Would you retype the listing below word for word, without any of its pictures?

§

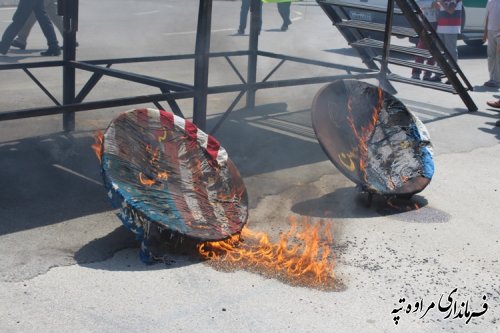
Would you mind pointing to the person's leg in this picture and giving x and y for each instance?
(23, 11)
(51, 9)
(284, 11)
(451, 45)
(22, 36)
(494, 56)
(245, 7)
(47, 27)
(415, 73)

§

→ **Answer space**:
Would you mind pointing to the person's leg in this picture and giving x and y for each instance?
(23, 11)
(51, 9)
(284, 11)
(451, 45)
(22, 36)
(494, 56)
(245, 7)
(47, 27)
(415, 73)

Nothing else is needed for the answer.